DIE AUFGABE — Schreib alle Personen auf, die im Artikel über das Internet an Schulen in Schleswig-Holstein mit ihrem Namen vorkommen.

Digitalisierung

Internet an Schulen in SH: Bei Videos wird es knapp

Internet an Schulen in SH: Bei Videos wird es knapp

Internet an Schulen in SH: Bei Videos wird es knapp

Frank Jung
Schleswig-Holstein
Zuletzt aktualisiert um:
Aus dem Klassenzimmer ins Netz: je nach Kreis und Schule in sehr verschiedenem Tempo Foto: Uli Deck

Diesen Artikel vorlesen lassen.

Der Benutzung des Internet im Schulalltag wird immer selbstverständlicher - doch wie gut oder schlecht sich das machen lässt, hängt sehr von einzelnen Regionen oder Städten ab.

Der Weg zu gleichen Voraussetzungen zum Einsatz des Internet im Unterricht ist in Schleswig-Holstein noch weit. Die Geschwindigkeiten, mit denen Schulen das Web anzapfen können, klaffen zwischen den Kreisen und kreisfreien Städten um das Fünf- bis Sechsfache auseinander. Das hat das Bildungsministerium von Karin Prien (CDU) jetzt eingeräumt. Es hat die Zahlen in einem Bericht an den Landtag veröffentlicht.

ZEILEN IM DATENSATZ —
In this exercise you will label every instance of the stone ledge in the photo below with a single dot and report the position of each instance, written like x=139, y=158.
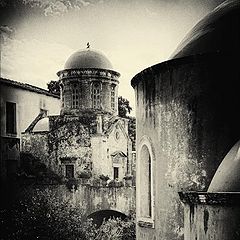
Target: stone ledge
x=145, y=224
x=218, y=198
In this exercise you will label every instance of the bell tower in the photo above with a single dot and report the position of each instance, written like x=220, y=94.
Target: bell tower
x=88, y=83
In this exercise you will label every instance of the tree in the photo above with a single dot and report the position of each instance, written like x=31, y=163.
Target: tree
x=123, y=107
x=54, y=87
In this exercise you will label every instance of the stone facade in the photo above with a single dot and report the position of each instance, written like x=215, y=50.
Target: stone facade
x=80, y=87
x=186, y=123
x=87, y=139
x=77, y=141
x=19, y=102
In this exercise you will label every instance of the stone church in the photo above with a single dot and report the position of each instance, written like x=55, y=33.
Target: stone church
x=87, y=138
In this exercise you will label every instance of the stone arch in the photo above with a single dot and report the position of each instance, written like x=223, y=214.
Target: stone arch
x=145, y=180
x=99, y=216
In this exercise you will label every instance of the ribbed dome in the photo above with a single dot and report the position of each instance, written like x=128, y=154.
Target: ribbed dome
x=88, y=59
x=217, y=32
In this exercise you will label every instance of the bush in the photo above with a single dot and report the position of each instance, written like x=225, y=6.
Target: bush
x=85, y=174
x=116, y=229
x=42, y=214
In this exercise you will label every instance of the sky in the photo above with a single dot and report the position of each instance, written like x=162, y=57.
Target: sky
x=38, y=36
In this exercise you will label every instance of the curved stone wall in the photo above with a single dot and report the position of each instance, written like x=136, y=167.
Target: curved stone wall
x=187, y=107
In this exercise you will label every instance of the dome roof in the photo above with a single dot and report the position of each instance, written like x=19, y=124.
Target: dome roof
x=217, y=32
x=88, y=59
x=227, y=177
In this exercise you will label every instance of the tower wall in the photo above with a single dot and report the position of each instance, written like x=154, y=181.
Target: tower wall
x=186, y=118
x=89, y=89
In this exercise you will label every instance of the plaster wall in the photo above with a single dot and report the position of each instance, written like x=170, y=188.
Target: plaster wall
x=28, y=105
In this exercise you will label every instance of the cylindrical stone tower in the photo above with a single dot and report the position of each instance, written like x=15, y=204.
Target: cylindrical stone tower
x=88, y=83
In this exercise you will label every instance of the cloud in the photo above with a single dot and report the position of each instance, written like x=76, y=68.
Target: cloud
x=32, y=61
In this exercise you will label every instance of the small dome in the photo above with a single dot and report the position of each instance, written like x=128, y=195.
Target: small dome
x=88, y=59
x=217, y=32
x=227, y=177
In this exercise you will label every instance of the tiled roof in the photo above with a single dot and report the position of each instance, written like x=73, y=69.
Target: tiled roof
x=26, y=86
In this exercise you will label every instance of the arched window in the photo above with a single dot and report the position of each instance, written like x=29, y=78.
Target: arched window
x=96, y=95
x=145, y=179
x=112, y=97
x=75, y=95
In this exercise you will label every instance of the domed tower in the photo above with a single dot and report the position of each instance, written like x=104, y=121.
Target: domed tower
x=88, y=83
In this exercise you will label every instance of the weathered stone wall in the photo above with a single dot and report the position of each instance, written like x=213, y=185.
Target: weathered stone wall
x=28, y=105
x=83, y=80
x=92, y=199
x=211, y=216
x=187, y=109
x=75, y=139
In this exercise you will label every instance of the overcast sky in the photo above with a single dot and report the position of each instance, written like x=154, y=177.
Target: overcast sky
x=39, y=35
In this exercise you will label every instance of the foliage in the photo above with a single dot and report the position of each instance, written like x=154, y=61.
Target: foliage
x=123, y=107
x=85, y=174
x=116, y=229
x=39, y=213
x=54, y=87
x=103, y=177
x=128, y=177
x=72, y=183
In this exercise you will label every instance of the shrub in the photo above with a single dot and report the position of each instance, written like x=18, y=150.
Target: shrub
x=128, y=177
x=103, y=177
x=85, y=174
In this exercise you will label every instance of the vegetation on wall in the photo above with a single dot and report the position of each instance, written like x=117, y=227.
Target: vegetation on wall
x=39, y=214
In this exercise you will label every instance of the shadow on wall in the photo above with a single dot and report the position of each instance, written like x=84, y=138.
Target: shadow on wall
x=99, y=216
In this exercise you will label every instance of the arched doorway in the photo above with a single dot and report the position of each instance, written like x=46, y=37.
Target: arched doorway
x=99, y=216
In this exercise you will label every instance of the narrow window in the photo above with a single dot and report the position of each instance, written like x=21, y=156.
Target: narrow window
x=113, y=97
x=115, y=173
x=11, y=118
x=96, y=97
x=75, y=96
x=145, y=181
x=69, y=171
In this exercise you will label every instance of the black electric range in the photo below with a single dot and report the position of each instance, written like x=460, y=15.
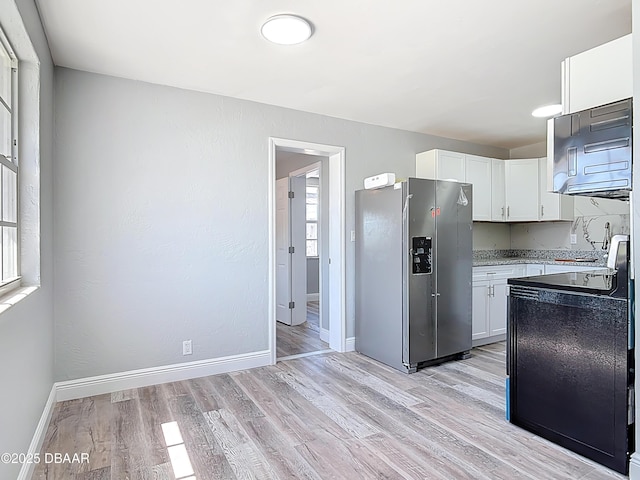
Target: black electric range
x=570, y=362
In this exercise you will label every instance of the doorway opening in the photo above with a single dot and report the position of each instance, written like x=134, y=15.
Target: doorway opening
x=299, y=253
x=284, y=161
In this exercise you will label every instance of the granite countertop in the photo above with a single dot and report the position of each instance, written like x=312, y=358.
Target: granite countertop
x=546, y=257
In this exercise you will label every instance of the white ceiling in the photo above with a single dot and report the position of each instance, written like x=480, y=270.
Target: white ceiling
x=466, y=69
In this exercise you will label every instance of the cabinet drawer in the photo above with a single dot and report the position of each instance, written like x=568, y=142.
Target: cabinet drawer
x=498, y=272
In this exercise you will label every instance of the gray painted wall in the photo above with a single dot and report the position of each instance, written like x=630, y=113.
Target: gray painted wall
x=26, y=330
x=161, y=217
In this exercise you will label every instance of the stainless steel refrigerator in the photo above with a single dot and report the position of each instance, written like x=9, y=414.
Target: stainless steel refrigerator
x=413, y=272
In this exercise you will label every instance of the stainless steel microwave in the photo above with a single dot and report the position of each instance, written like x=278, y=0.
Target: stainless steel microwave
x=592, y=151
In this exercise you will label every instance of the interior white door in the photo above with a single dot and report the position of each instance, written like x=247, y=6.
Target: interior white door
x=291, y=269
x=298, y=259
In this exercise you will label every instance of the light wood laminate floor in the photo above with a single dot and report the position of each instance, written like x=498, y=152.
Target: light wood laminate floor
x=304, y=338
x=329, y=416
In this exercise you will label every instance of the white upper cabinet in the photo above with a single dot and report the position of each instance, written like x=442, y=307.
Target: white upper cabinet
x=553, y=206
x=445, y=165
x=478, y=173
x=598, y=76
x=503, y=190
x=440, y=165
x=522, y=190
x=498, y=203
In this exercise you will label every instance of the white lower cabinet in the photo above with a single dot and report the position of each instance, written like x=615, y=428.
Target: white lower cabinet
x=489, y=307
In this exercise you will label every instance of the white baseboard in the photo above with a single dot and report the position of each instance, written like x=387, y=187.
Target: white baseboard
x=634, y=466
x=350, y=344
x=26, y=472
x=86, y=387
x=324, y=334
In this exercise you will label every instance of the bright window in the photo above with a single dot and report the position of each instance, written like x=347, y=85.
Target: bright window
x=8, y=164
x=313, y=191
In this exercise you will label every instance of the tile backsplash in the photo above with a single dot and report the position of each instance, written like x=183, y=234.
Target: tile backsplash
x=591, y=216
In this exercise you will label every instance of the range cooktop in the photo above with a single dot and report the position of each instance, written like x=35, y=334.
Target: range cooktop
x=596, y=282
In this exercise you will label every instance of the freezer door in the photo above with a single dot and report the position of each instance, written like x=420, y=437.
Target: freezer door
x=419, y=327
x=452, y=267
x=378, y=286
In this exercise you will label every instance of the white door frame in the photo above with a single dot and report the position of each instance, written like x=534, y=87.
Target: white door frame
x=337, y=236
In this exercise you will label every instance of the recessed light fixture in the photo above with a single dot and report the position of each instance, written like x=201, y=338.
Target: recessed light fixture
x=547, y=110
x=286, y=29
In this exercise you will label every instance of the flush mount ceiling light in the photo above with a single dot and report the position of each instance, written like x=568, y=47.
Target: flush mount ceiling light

DEINE LÖSUNG —
Frank Jung
Uli Deck
Karin Prien